═══ Materials provided ═══
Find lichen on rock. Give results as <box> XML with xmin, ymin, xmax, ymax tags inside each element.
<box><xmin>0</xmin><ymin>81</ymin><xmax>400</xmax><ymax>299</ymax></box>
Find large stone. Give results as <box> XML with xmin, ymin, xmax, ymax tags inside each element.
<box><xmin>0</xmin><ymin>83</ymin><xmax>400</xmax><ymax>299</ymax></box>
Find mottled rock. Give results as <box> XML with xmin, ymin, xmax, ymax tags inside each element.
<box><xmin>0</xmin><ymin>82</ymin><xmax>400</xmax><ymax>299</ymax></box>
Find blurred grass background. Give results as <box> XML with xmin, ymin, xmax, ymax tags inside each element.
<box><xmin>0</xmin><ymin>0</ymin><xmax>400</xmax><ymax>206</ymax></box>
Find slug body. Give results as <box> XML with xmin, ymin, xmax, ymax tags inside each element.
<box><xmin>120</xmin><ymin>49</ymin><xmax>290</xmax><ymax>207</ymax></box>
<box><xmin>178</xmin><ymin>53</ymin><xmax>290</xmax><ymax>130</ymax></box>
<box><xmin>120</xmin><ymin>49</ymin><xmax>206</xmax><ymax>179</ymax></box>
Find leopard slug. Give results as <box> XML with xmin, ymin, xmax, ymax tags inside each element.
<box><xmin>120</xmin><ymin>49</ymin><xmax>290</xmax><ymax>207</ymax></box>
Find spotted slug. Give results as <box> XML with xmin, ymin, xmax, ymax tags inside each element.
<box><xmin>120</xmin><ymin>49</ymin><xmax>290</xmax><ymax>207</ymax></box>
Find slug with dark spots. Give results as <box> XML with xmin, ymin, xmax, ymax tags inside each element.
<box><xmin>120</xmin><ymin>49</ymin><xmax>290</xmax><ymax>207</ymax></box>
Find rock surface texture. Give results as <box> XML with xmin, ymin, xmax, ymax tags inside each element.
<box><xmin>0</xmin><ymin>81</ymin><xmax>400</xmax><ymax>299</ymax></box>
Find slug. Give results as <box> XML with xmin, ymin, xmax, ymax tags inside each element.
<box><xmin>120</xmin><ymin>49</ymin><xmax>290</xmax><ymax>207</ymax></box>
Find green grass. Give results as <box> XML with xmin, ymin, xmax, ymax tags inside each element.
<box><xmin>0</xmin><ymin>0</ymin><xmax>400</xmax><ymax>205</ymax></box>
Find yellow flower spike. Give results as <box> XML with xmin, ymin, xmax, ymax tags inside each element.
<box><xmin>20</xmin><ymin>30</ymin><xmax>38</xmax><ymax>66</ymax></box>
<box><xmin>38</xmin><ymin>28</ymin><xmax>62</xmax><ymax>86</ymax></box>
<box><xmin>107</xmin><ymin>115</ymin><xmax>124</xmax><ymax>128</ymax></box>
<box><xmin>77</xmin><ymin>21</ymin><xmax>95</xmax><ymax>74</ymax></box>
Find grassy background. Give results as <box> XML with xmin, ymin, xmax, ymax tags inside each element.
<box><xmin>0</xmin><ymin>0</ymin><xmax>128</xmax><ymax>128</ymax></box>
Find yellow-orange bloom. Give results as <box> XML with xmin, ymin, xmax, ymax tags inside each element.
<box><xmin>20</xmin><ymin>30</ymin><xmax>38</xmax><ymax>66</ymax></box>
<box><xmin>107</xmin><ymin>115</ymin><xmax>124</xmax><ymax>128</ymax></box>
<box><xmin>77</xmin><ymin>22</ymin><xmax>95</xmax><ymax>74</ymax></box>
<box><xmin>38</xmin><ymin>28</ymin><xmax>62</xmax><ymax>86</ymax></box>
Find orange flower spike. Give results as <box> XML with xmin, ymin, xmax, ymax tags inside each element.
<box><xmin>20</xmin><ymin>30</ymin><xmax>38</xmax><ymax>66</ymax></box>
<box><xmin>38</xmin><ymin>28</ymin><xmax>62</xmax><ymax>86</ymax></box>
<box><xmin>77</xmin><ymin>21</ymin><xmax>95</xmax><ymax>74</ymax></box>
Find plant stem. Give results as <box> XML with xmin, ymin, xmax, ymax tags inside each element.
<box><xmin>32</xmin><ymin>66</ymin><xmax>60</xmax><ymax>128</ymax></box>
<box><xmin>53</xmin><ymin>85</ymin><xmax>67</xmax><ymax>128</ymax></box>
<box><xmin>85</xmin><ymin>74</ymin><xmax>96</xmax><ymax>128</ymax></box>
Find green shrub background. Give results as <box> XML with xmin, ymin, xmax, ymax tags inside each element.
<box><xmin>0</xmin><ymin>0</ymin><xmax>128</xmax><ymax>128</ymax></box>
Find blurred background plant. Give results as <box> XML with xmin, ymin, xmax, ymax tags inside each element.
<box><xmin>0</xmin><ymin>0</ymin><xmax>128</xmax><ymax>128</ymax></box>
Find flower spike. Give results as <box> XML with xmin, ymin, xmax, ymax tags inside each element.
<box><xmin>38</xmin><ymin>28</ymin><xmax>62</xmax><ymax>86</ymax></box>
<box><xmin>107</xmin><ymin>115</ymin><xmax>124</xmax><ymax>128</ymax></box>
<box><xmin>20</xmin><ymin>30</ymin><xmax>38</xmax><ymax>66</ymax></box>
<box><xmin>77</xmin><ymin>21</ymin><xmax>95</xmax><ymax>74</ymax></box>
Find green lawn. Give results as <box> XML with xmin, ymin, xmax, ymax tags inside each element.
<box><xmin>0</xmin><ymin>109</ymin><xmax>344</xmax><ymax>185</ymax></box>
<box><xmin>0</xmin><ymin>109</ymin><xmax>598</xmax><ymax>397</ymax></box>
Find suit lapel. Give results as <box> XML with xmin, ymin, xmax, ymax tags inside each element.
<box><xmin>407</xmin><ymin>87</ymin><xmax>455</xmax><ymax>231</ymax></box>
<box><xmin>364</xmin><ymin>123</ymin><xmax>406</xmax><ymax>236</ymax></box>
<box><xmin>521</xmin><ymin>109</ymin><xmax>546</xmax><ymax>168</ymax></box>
═══
*Written instruction*: Reproduce the entries word for word, from the line that contains "Find suit lapel." through the final line of the entries above.

*Answer in full*:
Find suit lapel. Give results as <box> XML with xmin, ymin, xmax, ymax tags inside each element.
<box><xmin>407</xmin><ymin>87</ymin><xmax>455</xmax><ymax>231</ymax></box>
<box><xmin>364</xmin><ymin>123</ymin><xmax>406</xmax><ymax>236</ymax></box>
<box><xmin>521</xmin><ymin>109</ymin><xmax>546</xmax><ymax>168</ymax></box>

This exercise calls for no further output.